Object position labeling lines:
··········

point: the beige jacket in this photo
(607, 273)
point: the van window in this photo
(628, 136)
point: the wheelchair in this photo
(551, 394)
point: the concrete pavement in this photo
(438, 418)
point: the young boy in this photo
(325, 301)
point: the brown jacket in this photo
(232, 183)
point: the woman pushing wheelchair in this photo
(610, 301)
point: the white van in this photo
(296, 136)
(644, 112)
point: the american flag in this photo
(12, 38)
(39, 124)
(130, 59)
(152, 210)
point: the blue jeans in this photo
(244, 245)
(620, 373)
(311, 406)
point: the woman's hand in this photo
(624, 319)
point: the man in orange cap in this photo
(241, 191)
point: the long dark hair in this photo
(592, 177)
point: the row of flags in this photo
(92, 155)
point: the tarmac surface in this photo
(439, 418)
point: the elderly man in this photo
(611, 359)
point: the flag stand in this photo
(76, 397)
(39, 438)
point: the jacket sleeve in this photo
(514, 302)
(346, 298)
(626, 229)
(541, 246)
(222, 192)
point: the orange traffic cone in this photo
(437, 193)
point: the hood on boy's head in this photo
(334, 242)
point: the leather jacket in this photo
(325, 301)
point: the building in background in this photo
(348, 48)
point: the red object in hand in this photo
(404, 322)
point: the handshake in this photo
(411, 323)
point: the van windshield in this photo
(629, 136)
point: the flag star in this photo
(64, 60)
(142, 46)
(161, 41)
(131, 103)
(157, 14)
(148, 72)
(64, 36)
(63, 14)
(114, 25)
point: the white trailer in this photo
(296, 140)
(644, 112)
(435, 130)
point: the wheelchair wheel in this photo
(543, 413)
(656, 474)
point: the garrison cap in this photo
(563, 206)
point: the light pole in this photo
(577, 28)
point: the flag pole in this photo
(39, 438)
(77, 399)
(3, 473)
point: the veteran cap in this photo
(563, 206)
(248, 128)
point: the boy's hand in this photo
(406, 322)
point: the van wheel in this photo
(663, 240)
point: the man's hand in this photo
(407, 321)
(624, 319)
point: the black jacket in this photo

··········

> [Task directions]
Starting with the line that contains "point: the elderly man in this photo" and continuing through the last line, rewrite only those lines with "garrison cap" changed to "side cap" and everything else left the same.

> [Exercise response]
point: the elderly man in this photo
(611, 359)
point: the flag stand in this photo
(76, 397)
(39, 438)
point: the jacket sleeve in this photo
(514, 302)
(346, 298)
(626, 229)
(541, 246)
(222, 192)
point: the orange traffic cone in this photo
(437, 193)
point: the hood on boy's head in this photo
(334, 242)
point: the leather jacket in this photo
(325, 301)
point: the building in background in this photo
(348, 48)
point: the red object in hand in this photo
(404, 322)
point: the handshake in this photo
(411, 323)
point: the van windshield in this photo
(629, 136)
point: the flag star in this photo
(64, 60)
(142, 46)
(161, 41)
(131, 103)
(157, 14)
(148, 72)
(64, 36)
(63, 14)
(114, 25)
point: the white trailer in this photo
(296, 140)
(644, 112)
(435, 130)
point: the wheelchair wheel in this photo
(543, 413)
(656, 474)
point: the side cap in this photo
(563, 206)
point: the light pole in this photo
(577, 28)
point: the flag pole in this photo
(39, 438)
(77, 399)
(3, 473)
point: the veteran cap in this photo
(563, 206)
(248, 128)
point: the boy's hand in this photo
(406, 322)
point: the van wheel in this photo
(663, 240)
point: the man's hand in this photo
(407, 321)
(624, 319)
point: the black jacket in this photo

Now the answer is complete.